▶ _What you are asked to do_
Copy out all of the material below word for word, but leave the pictures out.

· · ·

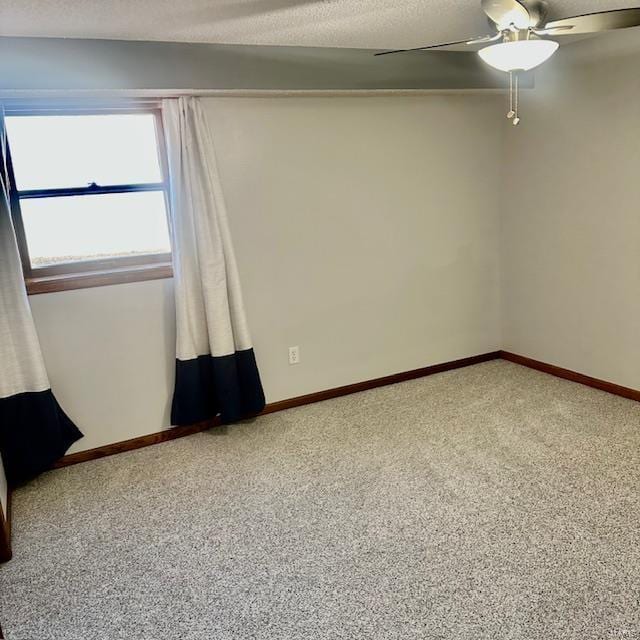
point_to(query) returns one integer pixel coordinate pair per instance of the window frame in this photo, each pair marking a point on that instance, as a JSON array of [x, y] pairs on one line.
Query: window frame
[[89, 273]]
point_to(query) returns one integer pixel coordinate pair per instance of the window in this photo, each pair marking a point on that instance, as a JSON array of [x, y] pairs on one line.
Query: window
[[89, 198]]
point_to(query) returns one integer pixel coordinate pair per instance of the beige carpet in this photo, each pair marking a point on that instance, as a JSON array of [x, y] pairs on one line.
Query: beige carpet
[[490, 503]]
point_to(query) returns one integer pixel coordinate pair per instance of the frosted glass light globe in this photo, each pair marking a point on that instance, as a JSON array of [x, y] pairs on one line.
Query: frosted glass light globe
[[520, 55]]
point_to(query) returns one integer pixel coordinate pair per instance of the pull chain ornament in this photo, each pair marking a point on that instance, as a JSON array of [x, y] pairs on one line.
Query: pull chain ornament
[[514, 98]]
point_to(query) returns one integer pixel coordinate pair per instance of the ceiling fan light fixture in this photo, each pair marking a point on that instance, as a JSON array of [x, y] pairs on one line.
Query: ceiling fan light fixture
[[520, 55]]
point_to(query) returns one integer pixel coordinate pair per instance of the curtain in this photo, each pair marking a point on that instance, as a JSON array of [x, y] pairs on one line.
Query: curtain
[[34, 431], [216, 371]]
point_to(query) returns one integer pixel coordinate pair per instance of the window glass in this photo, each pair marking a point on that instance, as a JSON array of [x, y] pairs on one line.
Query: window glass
[[70, 229], [76, 150]]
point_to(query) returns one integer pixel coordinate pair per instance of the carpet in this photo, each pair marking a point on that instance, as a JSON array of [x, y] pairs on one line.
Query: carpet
[[492, 502]]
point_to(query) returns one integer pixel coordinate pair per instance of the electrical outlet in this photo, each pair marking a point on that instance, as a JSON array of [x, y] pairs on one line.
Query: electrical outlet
[[294, 355]]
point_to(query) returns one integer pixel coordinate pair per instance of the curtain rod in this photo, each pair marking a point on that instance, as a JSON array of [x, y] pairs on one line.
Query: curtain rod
[[156, 94]]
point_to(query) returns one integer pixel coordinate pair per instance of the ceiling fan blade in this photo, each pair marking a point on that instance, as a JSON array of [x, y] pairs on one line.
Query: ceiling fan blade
[[602, 21], [507, 12], [552, 31], [479, 40]]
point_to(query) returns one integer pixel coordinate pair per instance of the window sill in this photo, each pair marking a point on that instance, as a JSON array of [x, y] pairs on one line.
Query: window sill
[[103, 278]]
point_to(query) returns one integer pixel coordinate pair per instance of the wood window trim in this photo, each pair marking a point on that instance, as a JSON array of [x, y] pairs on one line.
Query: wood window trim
[[90, 273]]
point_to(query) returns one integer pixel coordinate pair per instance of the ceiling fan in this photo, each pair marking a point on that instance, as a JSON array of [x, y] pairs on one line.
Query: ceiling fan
[[521, 41]]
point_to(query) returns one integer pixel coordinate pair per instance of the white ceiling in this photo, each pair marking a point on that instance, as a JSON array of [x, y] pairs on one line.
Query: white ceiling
[[369, 24]]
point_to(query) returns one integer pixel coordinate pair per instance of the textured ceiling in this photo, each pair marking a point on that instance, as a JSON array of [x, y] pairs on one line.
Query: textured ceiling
[[369, 24]]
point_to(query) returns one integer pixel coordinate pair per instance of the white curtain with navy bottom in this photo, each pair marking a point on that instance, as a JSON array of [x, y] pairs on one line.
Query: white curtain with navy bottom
[[216, 371], [34, 431]]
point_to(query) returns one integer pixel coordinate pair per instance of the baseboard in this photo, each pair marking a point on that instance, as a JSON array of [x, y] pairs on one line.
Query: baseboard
[[5, 533], [574, 376], [179, 432]]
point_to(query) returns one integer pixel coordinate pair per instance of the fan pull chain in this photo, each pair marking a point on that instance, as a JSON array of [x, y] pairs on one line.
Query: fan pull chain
[[514, 98]]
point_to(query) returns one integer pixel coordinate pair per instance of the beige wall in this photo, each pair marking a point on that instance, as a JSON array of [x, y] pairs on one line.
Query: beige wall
[[367, 233], [571, 214]]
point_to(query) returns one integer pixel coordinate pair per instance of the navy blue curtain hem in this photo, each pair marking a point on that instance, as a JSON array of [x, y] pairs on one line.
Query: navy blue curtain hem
[[209, 386], [34, 433]]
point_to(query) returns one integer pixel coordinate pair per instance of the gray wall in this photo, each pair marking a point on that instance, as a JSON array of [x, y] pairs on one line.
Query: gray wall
[[54, 63]]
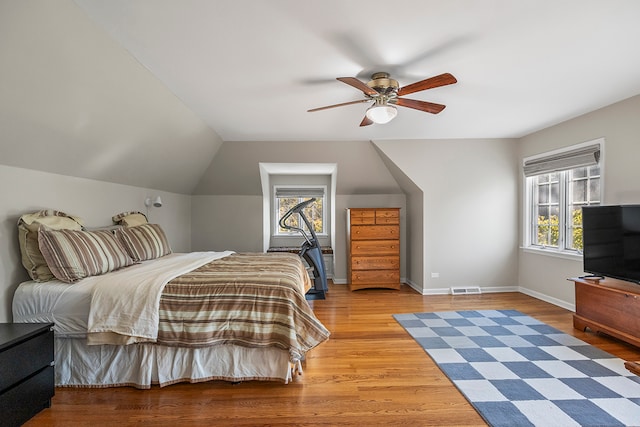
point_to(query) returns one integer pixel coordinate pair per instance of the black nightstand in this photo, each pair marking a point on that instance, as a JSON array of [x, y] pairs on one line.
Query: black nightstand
[[26, 371]]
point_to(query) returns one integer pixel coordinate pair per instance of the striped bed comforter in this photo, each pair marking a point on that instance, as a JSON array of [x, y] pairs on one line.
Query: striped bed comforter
[[247, 299]]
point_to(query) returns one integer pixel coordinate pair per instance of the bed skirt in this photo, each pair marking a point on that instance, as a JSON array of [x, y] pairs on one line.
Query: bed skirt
[[143, 365]]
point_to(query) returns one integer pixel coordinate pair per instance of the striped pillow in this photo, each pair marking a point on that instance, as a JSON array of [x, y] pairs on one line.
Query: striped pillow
[[144, 242], [73, 255]]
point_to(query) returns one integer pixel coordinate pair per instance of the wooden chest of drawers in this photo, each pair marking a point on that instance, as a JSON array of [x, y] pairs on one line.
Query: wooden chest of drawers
[[373, 248]]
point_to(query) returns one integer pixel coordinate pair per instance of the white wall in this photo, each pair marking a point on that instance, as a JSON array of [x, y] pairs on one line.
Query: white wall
[[226, 223], [469, 221], [544, 276], [23, 191]]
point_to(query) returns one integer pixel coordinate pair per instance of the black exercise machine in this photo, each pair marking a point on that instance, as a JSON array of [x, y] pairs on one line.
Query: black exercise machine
[[310, 251]]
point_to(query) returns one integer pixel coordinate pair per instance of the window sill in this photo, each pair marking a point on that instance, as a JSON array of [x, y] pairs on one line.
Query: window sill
[[553, 253]]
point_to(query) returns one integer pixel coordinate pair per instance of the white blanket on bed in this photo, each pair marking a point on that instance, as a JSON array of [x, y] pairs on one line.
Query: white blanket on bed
[[124, 303]]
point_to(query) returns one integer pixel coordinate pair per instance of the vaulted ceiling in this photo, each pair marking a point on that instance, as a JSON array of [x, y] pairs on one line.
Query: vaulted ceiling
[[251, 68], [145, 92]]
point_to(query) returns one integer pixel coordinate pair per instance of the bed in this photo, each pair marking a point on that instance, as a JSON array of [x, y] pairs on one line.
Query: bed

· · ·

▶ _Response_
point_to(query) returns one integer pixel coordinate pair per instance of the window frame in this photo, each pair marking a point on that instance, as a JSON array of [x, y] pairs on one line.
Query: window frame
[[89, 273]]
point_to(query) returns one integer pixel coordinate pair per instance of the window in this photo, each pair marking a point on that instance, as a JSON array of [x, y] pairs on one line.
Query: window
[[89, 198]]
point_to(query) returns one integer pixel coordinate pair per instance of the beige carpet in this photo, each pair marking a point on that instance, as a JSON array of [x, y] pairs on one line.
Query: beige carpet
[[490, 503]]
point_to(query) returns one integer pixel coordinate pair per instance of the frosted glass light globe in this photo, each pair marking a point on that instance, as a JSON array of [x, y] pairs on one line.
Query: frosted glass light globe
[[520, 55]]
point_to(query) returns one integer pixel coordinate pair per instance of the pull chain ornament in this photo, each pair marking a point on that instance, as a JSON array of [x, y] pairs on one line.
Query: pull chain ornament
[[514, 98]]
point_to(query) returns one integer pixel coordinate pair per instance of the ceiling fan light fixture in this photo, each pair marking a point on that instance, as a JSON array of [x, y] pairs on one line.
Query: ceiling fan light fixture
[[520, 55]]
point_to(query) returns one integer pixel coordinate pair per instance of the curtain in this photo, each pair marking a point on that instance, as a JSON array of [x, y] pairs on one line.
Query: curtain
[[34, 431], [216, 371]]
point_to(query) returns one integer pixel coordinate pair per instance of the window glass in this photo, each pair marking a point on that instance, as a JSON array of [x, y] pairs on one line.
Query: window glass
[[70, 229], [76, 150]]
point_to(query) returns one integer pixel coordinate pair per instance of the carpet in this photo, each pair marking a point on that instance, as a JSON array of [x, y] pairs on one line.
Query: carpet
[[492, 502]]
point_to(query) returns one integer pixel coordinate pair per instance of the electrical outlet in this photo, each pair marking a point on that instance, as a JSON array of [x, y] pairs on one line.
Query: electrical outlet
[[294, 355]]
point_to(query) returns one integer pixel coordinate pair per instance of the curtain rod in this photo, each pair marking a point on that instance, as a JSON array of [x, y] pairs on one line.
Query: curtain rod
[[156, 94]]
point_to(query) returns one integer pixel coordinate pair per instance of the ceiling fan blade in this photo, each pair marking a point on that instance, as a JSON array of [x, y] pairs on one line.
Query: ceiling fan blade
[[602, 21], [507, 12], [552, 31], [479, 40]]
point_to(query) returns one integer pixel coordinate pair per instance of the window sill in this photo, each pair marking a point on that instance, as a JSON array of [x, y] pairs on one line.
Query: window sill
[[103, 278]]
point_to(query) returns one integer pixel coordinate pair per instance of the wood window trim in this photo, each pair marking a point on that instance, as a JSON array of [x, y] pairs on one line.
Query: wood window trim
[[90, 273]]
point_to(query) returns one integer pixel coordinate pair per instance of the ceiling fan in this photo, each pair marking a point on that instance, as a JSON array of [x, y] pairs on one line.
Query: ceiling fan
[[521, 41]]
point_to(query) returns one integer pixel coordinate pair per instance of the white ceiling in this photo, each pair marking a point on that instance, as a JSON array of [x, y] pairs on one line.
Query: white ceiling
[[369, 24]]
point_to(query) returns one integer pixel coordinate pair per instance of the textured ceiling in this photo, each pair marking a point on that instance, as a JSON array of [x, y] pairs on one line.
Query: textured ceiling
[[369, 24]]
point_to(query) returns one integer pixel coordinate pair per instance of the white curtain with navy bottom in this photo, each pair marking a point on that instance, as a JSON array of [x, y] pairs on one line.
Query: white curtain with navy bottom
[[216, 371], [34, 431]]
point_to(query) returns one integer pixel coordinate pair per instance of the baseboard in this photo, each pair marking a point on that instance, as a JSON array of [x, y] pairs on one line.
Query: baseboard
[[5, 533], [574, 376], [179, 432]]
point_to(query) returns one integer pixel coordinate pair per instance of the fan pull chain in this photo, each pair marking a point on that instance, as a JSON array of [x, y] pairs on one line.
Query: fan pull chain
[[514, 98]]
point_to(query) returns one integer pixel coordinate pair per instance of the beige wall in this photo, each pair marking a point on that instance, as a JSON array of [x, y] pairs on one line.
Query: beige wall
[[367, 233], [571, 214]]
point_to(query) returns one integer pixel coordinate pair per instance of the navy blue curtain hem in this photo, each pair marking a point on that instance, as a JSON array of [x, y] pairs on one line.
Query: navy blue curtain hem
[[209, 386], [34, 433]]
point_to(query) returns one integer pixel coordinate pair per instance of the gray wall in this photo, each pair marking a point on that instance, as a JSON array of [x, y] pairs on one line.
Query: gray wall
[[54, 63]]
point_to(query) returns one integer pixel coordinate pair per instance of the black nightstand in this photo, each pair marking a point on that instance, as a JSON array of [x, y] pairs on one line.
Query: black nightstand
[[26, 371]]
point_to(query) returns one integer pixel coordinate pair per instance of the striped bed comforter in this photo, each pair marking a point on that instance, as a JSON array of [x, y] pairs on one line.
Query: striped bed comforter
[[247, 299]]
point_to(query) returns one integer pixel coordinate pair per instance of the bed skirt in this photo, each pair marking a point on that instance, as a JSON array of [x, y] pairs on one line.
Query: bed skirt
[[143, 365]]
point_to(query) returns one integer pixel coordinate pair per instance of the striped pillow in this photo, each pair marking a point on that instance, as a JSON array of [x, y] pairs on one line.
Query: striped pillow
[[144, 242], [73, 255]]
point_to(query) returns one integer pixel coordinate pair per instance of the wooden chest of drawers in this photo, each pair marking a point on that instance, as a JSON array of [x, y] pairs on one line.
Query: wooden chest of drawers
[[373, 248]]
point_to(query) returns one integer pixel coordinate pair per instance of the white wall in this photo, each pair marking a point on that instance, as a JSON array of [x, y] pairs on one line.
Query: white wall
[[226, 223], [469, 221], [544, 276], [23, 191]]
point_to(query) returns one integer pixel coordinate pair per instance of the black exercise machine in this photo, each pair marking a point on that instance, as a JSON array of [x, y] pairs on one line.
Query: black exercise machine
[[310, 251]]
point_to(query) returns one integer pixel coordinate pair per instance of the window sill in this photo, each pair marking a point on that instance, as a JSON array of [x, y] pairs on one line.
Query: window sill
[[553, 253]]
point_to(query) returns one integer pixel coordinate pair per instance of the white blanket on bed in this photo, each pair marking a point on that instance, as a JSON array of [x, y] pairs on one line.
Query: white blanket on bed
[[124, 303]]
point_to(query) returns one integer pixel coordinate pair per instance of the vaulted ceiling in this photo, each pair marking a point on that instance, as a JSON array of [x, y] pairs on one line.
Query: vaulted ceiling
[[251, 68], [145, 92]]
point_to(query) returns one integer pixel coordinate pair per instance of the bed in this photo, each pair marking a point on that instance, as a JSON array of [x, y] pairs on one line.
Query: bed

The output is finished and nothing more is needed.